■ TESTO MOSTRATO
%%
La rubrica “Lo sguardo dalle frontiere” è a cura degli operatori e delle operatrici di Mediterranean Hope (MH), il progetto sulle migrazioni della Federazione delle chiese evangeliche in Italia (FCEI). Questa settimana “Lo sguardo” è a cura di Elisa Biason, volontaria a Lampedusa, tornata sull’isola a un anno dalla sua precedente esperienza con MH
Al sagrato della chiesa si dava voce. Il richiamo di questa attirava molte persone che passeggiavano su via Roma e che pian piano si univano a chi era già sui gradini della chiesa. Le luci delle lanterne accese dal Forum Lampedusa Solidale rafforzavano il significato di quelle presenze: interrompere l’assurda oscurazione del diritto di sbarcare in un porto sicuro e la negazione della conclusione delle operazioni di soccorso.
Le luci delle lanterne sono state accese per più di due settimane. Questo è stato il tempo trascorso sulla nave Open Arms dalle 160 persone tratte in salvo, tra questi 32 minori.
Ripercorrendo quei giorni ricordo il susseguirsi degli eventi. Il continuo aggiornamento sullo stato di salute e alla situazione di chi si trovava a bordo. La preoccupazione per le crisi di pianto e paura collettiva. Seguivano così le richieste di sbarco e arrivavano i divieti da parte di Malta e Italia.
%%
■ DATI FORNITI
%%
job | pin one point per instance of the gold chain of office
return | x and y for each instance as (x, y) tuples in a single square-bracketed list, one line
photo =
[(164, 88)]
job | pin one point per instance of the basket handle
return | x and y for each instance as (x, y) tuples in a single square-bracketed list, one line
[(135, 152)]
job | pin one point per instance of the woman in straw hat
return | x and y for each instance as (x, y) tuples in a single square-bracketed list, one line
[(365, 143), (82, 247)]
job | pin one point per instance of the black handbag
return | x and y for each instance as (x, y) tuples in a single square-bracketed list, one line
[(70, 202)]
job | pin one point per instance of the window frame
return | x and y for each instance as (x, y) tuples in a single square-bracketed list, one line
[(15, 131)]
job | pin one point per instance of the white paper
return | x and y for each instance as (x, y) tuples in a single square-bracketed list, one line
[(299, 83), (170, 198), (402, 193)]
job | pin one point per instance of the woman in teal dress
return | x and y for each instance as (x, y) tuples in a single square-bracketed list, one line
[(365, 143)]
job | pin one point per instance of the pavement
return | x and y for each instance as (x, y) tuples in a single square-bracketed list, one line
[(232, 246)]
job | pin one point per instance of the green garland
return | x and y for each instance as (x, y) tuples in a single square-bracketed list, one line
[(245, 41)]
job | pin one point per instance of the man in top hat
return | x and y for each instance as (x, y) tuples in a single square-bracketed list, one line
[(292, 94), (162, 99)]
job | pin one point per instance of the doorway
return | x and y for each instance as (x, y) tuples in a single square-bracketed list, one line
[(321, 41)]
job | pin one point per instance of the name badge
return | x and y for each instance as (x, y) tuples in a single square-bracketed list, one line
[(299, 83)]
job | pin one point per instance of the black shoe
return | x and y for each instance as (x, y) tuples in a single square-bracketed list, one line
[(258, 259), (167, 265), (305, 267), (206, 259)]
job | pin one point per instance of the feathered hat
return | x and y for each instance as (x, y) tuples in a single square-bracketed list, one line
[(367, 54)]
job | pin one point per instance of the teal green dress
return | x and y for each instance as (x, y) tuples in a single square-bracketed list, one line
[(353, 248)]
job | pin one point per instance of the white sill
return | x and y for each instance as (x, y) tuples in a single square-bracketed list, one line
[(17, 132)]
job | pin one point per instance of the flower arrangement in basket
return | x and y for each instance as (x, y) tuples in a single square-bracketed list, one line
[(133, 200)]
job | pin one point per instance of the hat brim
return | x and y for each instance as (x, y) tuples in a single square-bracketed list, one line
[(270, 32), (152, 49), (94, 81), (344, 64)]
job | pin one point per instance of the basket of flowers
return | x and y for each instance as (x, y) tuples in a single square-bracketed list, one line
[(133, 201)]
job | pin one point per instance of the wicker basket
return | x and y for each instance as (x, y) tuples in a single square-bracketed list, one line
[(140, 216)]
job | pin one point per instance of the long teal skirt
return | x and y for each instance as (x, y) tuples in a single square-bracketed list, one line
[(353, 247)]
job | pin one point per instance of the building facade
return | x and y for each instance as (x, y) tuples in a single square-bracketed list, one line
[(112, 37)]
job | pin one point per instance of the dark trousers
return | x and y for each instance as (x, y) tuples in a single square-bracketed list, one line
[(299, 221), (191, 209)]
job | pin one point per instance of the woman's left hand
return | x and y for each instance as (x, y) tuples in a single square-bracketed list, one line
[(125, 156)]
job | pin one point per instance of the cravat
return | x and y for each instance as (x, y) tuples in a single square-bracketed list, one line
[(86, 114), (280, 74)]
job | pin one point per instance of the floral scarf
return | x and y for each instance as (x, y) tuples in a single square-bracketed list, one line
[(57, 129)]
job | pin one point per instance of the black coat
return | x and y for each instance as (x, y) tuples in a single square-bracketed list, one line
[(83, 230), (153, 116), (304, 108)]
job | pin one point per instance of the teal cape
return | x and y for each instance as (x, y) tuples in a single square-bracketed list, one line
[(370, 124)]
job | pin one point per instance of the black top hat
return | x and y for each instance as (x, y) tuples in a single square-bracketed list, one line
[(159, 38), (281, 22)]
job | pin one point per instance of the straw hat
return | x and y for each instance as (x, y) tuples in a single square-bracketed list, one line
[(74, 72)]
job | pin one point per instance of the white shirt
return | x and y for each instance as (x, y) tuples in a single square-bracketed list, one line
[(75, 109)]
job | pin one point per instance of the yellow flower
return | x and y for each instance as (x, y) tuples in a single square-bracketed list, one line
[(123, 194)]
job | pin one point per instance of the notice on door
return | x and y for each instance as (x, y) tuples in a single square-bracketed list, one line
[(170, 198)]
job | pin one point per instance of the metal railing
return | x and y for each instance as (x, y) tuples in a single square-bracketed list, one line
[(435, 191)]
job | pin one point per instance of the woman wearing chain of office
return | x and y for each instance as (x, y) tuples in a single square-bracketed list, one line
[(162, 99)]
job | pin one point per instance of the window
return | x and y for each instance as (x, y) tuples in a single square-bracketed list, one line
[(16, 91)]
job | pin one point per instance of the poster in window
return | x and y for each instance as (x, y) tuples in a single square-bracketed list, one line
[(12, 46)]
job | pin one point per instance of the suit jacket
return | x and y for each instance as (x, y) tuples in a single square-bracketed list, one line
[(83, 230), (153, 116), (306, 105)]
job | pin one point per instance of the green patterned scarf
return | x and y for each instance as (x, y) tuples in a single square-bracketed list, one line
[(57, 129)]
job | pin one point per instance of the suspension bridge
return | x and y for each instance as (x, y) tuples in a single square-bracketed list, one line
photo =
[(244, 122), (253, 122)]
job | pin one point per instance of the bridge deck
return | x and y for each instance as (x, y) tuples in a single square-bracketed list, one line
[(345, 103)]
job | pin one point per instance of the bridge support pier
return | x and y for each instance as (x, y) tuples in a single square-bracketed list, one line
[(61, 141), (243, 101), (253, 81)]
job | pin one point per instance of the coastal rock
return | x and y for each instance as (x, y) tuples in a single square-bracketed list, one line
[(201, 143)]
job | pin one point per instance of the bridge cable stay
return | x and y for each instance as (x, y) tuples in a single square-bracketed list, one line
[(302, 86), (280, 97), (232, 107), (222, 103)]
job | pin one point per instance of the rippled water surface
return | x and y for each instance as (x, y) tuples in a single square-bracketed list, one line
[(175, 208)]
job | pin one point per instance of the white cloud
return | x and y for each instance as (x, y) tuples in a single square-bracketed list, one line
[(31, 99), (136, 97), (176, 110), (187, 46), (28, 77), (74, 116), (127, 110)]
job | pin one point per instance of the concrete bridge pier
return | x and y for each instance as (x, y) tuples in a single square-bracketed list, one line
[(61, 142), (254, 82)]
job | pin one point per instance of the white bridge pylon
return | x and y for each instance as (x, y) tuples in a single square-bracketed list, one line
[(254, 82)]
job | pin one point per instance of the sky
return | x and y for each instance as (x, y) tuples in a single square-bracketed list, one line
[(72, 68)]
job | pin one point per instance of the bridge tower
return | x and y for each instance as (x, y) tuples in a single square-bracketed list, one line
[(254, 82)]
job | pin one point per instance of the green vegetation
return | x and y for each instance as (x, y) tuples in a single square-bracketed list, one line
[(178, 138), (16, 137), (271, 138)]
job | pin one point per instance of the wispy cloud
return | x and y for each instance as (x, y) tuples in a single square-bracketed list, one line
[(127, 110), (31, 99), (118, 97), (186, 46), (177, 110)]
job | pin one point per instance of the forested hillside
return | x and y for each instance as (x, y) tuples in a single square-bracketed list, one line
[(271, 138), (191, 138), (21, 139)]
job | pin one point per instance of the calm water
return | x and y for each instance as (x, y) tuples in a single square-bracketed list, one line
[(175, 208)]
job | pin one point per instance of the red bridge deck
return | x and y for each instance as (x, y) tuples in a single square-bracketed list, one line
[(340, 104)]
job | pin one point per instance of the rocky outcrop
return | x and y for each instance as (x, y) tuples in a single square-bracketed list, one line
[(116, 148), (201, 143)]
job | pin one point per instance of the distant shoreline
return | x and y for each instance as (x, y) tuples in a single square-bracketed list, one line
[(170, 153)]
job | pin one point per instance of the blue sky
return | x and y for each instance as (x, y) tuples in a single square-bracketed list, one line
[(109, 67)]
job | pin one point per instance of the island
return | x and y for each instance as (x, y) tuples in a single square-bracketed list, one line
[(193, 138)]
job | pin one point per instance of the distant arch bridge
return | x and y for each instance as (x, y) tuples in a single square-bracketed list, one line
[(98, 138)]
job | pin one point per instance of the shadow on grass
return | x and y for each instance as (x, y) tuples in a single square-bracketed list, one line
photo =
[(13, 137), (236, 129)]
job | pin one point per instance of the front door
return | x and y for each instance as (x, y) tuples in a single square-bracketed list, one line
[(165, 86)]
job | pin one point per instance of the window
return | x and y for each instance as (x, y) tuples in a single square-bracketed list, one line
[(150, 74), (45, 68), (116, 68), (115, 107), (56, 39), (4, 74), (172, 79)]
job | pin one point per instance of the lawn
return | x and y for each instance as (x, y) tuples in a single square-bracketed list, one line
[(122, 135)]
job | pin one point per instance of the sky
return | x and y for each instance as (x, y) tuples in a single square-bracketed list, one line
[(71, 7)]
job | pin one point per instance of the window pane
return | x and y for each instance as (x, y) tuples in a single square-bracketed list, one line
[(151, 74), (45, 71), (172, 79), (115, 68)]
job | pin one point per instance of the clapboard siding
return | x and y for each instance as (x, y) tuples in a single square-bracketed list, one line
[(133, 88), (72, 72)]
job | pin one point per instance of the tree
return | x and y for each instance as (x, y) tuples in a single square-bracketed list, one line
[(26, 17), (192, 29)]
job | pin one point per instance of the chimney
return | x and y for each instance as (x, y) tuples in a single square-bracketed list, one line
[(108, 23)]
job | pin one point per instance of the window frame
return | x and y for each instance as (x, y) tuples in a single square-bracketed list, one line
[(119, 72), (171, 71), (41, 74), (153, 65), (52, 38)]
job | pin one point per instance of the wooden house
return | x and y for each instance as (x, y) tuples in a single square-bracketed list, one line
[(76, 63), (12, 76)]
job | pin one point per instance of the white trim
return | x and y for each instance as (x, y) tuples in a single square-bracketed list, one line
%%
■ COSA FARAI
Nel brano su Lampedusa, sostituisci "lanterne" con "candele" e riscrivi il passo compreso tra "Le luci delle lanterne sono" e "questi 32 minori.", estremi inclusi.

■ RISPOSTA
Le luci delle candele sono state accese per più di due settimane. Questo è stato il tempo trascorso sulla nave Open Arms dalle 160 persone tratte in salvo, tra questi 32 minori.